Page ->
┌────────
Claudine Gay, la présidente d’Harvard recalée à l’examen

par Sandrine Treiner |  publié le 06/01/2024

Claudine Gay, première présidente noire d’Harvard, vient de démissionner après quelques mois pour avoir hésité à condamner l’antisémitisme. Une simple éviction pour faute ? Non, un syndrome du profond malaise qui s’est emparé des intellectuels américains.

Claudine Gay, présidente de l'université de Harvard, témoigne devant la Chambre des représentants le 5 décembre 2023 à Washington, DC - Photo Kevin Dietsch / GETTY IMAGES NORTH AMERICA

À la question insistante de savoir si « appeler au génocide des juifs violait le règlement sur le harcèlement à Harvard, oui ou non ? », Mme Gay, présidente de l’Université d’Harvard aux États-Unis, en grande difficulté avait répondu le 5 décembre dernier face au Congrès américain: « Cela peut, en fonction du contexte ». Son malaise, ses hésitations, l’absence du moindre mot personnel indiquant a minima sa réprobation de l’antisémitisme avaient suscité un scandale de grande ampleur. Claudine Gay vient de démissionner et de publier ,dans le New York Times, une tribune où cette professeur de sciences politique nommée à la tête de la prestigieuse institution en juillet dernier reconnaît des erreurs tout en énonçant sa position : « Ce qui vient de se passer à Harvard dépasse ma seule personne ».

L’esprit de la tribune est de nature à mettre tout le monde d’accord. Il fait en effet peu de doute que si cette histoire est éloquente, c’est que Claudine Gay est désormais davantage qu’elle-même. C’est le nom d’un syndrome : celui des contradictions majeures de notre époque, et notamment dans les milieux intellectuels. Mettons d’emblée de côté les accusations de plagiat formulées récemment au sujet de sa thèse soutenue en 1997, et ayant sans nul doute joué un rôle dans l’acte final. Qu’elles soient ou non justifiées, elles ne sont que la cerise sur un gâteau aux allures de millefeuilles.

Claudine Gay est une femme noire, fille d’immigrés haïtiens, la première personne de couleur à accéder à la présidence de l’université d’Harvard. À la fois favorisée par l’attention légitime portée à l’ascension hiérarchique des professeurs noirs et, dans le même temps, soupçonnée, donc fragilisée, d’avoir été choisie en partie pour cette même raison. Elle a reçu de fait des floppées d’injures racistes. Harvard dans un communiqué récent a dû pointer que « si une partie de cette affaire a eu lieu de façon publique, une grande partie a pris la forme d’attaques immondes et dans certains cas racistes contre elle via des emails et des appels téléphoniques honteux “.
└────────
Poursuivez l'article sur la démission de Claudine Gay juste après sa dernière phrase.

Une liste ->
┌────────
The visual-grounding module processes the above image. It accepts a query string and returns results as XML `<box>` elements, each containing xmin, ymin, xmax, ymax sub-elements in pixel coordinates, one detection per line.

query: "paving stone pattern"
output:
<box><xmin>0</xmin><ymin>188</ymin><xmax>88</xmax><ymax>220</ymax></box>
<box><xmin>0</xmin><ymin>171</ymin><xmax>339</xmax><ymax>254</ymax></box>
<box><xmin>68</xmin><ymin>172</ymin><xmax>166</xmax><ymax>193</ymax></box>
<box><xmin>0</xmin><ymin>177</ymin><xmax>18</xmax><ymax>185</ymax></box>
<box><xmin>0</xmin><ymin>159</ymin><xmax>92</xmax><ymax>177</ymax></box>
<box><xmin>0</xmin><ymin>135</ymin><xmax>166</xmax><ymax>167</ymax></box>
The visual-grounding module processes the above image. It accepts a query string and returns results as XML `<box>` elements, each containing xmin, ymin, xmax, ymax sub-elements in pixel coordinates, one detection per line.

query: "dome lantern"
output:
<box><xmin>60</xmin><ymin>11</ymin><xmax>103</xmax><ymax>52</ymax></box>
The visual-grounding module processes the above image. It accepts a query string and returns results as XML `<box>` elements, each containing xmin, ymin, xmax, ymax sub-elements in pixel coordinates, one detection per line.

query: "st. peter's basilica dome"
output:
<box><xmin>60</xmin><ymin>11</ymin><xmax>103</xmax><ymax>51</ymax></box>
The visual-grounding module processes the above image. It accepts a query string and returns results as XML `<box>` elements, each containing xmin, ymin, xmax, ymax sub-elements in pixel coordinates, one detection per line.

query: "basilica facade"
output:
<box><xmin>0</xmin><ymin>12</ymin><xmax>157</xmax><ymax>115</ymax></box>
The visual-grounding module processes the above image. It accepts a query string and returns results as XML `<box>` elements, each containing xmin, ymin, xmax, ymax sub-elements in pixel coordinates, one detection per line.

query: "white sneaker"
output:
└────────
Réponse ->
En fautant publiquement sur la condamnation de l’antisémitisme,  Claudine Gay a ainsi prêté le flanc à l’idée que son appartenance ethnique n’était pas pour rien dans la mollesse de ses déclarations, soulevant une forte protestation ,voire le retrait de plusieurs donateurs juifs. Cette affaire a donc relancé l’antagonisme désormais affreusement récurrent divisant toute situation entre dominants et dominés : les juifs, en l’occurrence étant assimilés au ‘camp occidental des dominants,’ quand les personnes de couleur relèveraient par principe du « camp  post-colonial » des dominés.

On comprend combien cette affaire vient heurter de plein fouet l’air du temps, marqué aux États-Unis et singulièrement dans les universités par ce que Yascha Mounk dans un essai récent nomme” le système identitaire ». Peu de doute que Claudine Gay bénéficiait pour cette raison d’une vague de sympathie auprès de ses étudiants et de son conseil scientifique qui l’a soutenue dans la tempête. Son départ accentue donc le sentiment que, femme et noire, donc dominée par essence, elle était en situation de faiblesse face aux puissances d’argent qui auront eu sa peau. CQFD, diront certains.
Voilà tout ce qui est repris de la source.